START Data to examine

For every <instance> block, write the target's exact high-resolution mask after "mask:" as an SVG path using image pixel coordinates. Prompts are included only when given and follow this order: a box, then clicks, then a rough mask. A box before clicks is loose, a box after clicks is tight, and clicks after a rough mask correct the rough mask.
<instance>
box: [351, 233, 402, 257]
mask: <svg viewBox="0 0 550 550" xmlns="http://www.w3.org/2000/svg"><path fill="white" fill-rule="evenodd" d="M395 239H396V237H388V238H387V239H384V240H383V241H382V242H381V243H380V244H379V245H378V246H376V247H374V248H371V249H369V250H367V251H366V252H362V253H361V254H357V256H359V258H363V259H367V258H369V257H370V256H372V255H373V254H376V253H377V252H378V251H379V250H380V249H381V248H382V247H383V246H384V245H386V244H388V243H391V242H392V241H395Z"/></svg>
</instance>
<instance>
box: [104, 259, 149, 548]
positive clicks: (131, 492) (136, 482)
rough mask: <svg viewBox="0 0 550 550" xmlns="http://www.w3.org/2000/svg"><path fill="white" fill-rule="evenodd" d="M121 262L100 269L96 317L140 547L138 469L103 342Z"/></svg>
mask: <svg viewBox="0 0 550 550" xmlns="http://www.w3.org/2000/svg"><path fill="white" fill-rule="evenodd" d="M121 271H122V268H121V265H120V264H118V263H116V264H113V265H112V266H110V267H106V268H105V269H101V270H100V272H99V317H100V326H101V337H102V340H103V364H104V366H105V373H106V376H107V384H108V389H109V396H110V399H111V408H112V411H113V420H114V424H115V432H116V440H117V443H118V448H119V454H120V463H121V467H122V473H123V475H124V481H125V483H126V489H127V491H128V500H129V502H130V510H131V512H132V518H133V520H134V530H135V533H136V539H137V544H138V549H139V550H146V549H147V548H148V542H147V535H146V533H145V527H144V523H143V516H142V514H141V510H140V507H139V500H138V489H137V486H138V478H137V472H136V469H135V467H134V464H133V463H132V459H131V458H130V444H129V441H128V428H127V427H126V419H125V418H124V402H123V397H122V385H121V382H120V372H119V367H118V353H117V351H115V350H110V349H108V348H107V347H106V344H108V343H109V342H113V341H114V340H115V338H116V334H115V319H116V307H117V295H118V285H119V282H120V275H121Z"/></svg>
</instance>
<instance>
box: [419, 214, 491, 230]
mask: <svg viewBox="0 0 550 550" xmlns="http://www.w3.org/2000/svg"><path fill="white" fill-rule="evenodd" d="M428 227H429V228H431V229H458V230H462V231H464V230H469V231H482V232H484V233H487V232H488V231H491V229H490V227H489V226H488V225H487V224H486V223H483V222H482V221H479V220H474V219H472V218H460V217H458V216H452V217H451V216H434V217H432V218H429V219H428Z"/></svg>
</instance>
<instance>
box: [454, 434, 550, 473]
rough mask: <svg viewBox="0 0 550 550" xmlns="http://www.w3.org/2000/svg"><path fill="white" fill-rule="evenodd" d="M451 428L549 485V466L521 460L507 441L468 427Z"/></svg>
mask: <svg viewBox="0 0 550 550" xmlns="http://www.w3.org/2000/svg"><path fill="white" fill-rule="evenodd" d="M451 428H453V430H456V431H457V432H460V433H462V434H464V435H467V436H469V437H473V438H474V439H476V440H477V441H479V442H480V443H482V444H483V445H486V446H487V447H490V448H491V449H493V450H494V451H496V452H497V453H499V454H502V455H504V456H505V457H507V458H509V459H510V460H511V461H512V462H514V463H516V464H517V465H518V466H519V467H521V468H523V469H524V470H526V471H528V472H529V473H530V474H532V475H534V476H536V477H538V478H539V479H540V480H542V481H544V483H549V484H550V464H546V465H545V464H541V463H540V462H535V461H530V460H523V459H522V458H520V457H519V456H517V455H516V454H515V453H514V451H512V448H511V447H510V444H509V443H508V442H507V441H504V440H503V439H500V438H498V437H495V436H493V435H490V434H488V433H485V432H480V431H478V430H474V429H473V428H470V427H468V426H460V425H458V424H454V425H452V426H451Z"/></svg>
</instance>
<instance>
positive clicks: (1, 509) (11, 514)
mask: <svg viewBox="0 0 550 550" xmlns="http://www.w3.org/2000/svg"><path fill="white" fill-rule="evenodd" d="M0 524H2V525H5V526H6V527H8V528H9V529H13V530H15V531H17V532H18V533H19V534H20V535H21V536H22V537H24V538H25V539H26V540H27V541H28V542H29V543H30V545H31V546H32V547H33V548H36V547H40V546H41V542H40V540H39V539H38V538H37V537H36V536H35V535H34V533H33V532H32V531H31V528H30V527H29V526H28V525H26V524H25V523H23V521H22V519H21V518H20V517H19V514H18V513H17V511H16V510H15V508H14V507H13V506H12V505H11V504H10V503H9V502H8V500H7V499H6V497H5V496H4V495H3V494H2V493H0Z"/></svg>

END Data to examine

◆ Directions: Type out all of the records again, exactly.

◆ Result:
For every <instance> block, write the target's exact high-resolution mask after "mask:" as an SVG path using image pixel coordinates. Prompts are included only when given and follow this order: a box, then clicks, then a rough mask. A box before clicks is loose, a box after clicks is tight, and clicks after a rough mask correct the rough mask.
<instance>
box: [351, 233, 402, 257]
mask: <svg viewBox="0 0 550 550" xmlns="http://www.w3.org/2000/svg"><path fill="white" fill-rule="evenodd" d="M395 239H396V237H388V238H387V239H384V240H383V241H382V242H381V243H380V244H379V245H378V246H376V247H374V248H371V249H369V250H367V251H366V252H362V253H361V254H357V256H359V258H363V259H367V258H369V257H370V256H372V255H373V254H376V253H377V252H378V251H379V250H380V249H381V248H382V247H383V246H384V245H386V244H388V243H391V242H392V241H395Z"/></svg>
</instance>
<instance>
box: [104, 259, 149, 548]
positive clicks: (131, 492) (136, 482)
rough mask: <svg viewBox="0 0 550 550" xmlns="http://www.w3.org/2000/svg"><path fill="white" fill-rule="evenodd" d="M121 262L100 269L96 317L140 547L138 469L103 342Z"/></svg>
mask: <svg viewBox="0 0 550 550" xmlns="http://www.w3.org/2000/svg"><path fill="white" fill-rule="evenodd" d="M121 271H122V268H121V265H120V264H118V263H116V264H113V265H112V266H110V267H106V268H105V269H101V270H100V272H99V317H100V326H101V337H102V340H103V364H104V366H105V373H106V376H107V384H108V389H109V396H110V399H111V408H112V411H113V420H114V424H115V432H116V440H117V443H118V448H119V454H120V463H121V467H122V473H123V475H124V481H125V483H126V489H127V491H128V500H129V502H130V510H131V512H132V518H133V520H134V530H135V533H136V539H137V544H138V549H139V550H146V549H147V548H148V542H147V535H146V533H145V527H144V523H143V516H142V514H141V510H140V507H139V500H138V489H137V486H138V478H137V472H136V469H135V467H134V464H133V463H132V459H131V458H130V444H129V441H128V428H127V427H126V419H125V418H124V402H123V397H122V385H121V382H120V372H119V367H118V353H117V351H115V350H110V349H108V348H107V347H106V344H108V343H109V342H113V341H114V340H115V338H116V334H115V319H116V307H117V295H118V285H119V282H120V275H121Z"/></svg>
</instance>
<instance>
box: [419, 214, 491, 230]
mask: <svg viewBox="0 0 550 550" xmlns="http://www.w3.org/2000/svg"><path fill="white" fill-rule="evenodd" d="M428 227H429V228H431V229H458V230H462V231H464V230H469V231H482V232H484V233H487V232H488V231H491V229H490V227H489V226H488V225H487V224H486V223H483V222H482V221H479V220H474V219H472V218H460V217H458V216H452V217H451V216H434V217H432V218H429V219H428Z"/></svg>
</instance>
<instance>
box: [454, 434, 550, 473]
rough mask: <svg viewBox="0 0 550 550" xmlns="http://www.w3.org/2000/svg"><path fill="white" fill-rule="evenodd" d="M451 428L549 485V466L521 460L507 441L468 427Z"/></svg>
mask: <svg viewBox="0 0 550 550" xmlns="http://www.w3.org/2000/svg"><path fill="white" fill-rule="evenodd" d="M451 428H453V430H456V431H457V432H460V433H462V434H464V435H467V436H469V437H473V438H474V439H476V440H477V441H479V442H480V443H482V444H483V445H486V446H487V447H490V448H491V449H493V450H494V451H496V452H497V453H499V454H502V455H504V456H505V457H507V458H509V459H510V460H511V461H512V462H514V463H516V464H517V465H518V466H519V467H521V468H523V469H524V470H526V471H528V472H529V473H530V474H532V475H534V476H536V477H538V478H539V479H540V480H542V481H544V483H549V484H550V464H546V465H545V464H541V463H540V462H535V461H530V460H523V459H522V458H520V457H519V456H517V455H516V454H515V453H514V451H512V448H511V447H510V444H509V443H508V442H507V441H504V440H503V439H500V438H498V437H495V436H493V435H490V434H488V433H485V432H480V431H478V430H474V429H473V428H470V427H468V426H460V425H458V424H454V425H452V426H451Z"/></svg>
</instance>
<instance>
positive clicks: (1, 509) (11, 514)
mask: <svg viewBox="0 0 550 550" xmlns="http://www.w3.org/2000/svg"><path fill="white" fill-rule="evenodd" d="M0 524H2V525H5V526H6V527H8V528H9V529H13V530H15V531H17V532H18V533H19V534H20V535H21V536H22V537H24V538H25V539H26V540H27V541H28V542H29V543H30V545H31V546H32V547H33V548H36V547H40V546H41V542H40V540H39V539H38V538H37V537H36V536H35V535H34V533H33V532H32V531H31V528H30V527H29V526H28V525H26V524H25V523H23V521H22V519H21V518H20V517H19V514H18V513H17V511H16V510H15V508H14V507H13V506H12V505H11V504H10V503H9V502H8V500H7V499H6V497H5V496H4V495H3V494H2V493H0Z"/></svg>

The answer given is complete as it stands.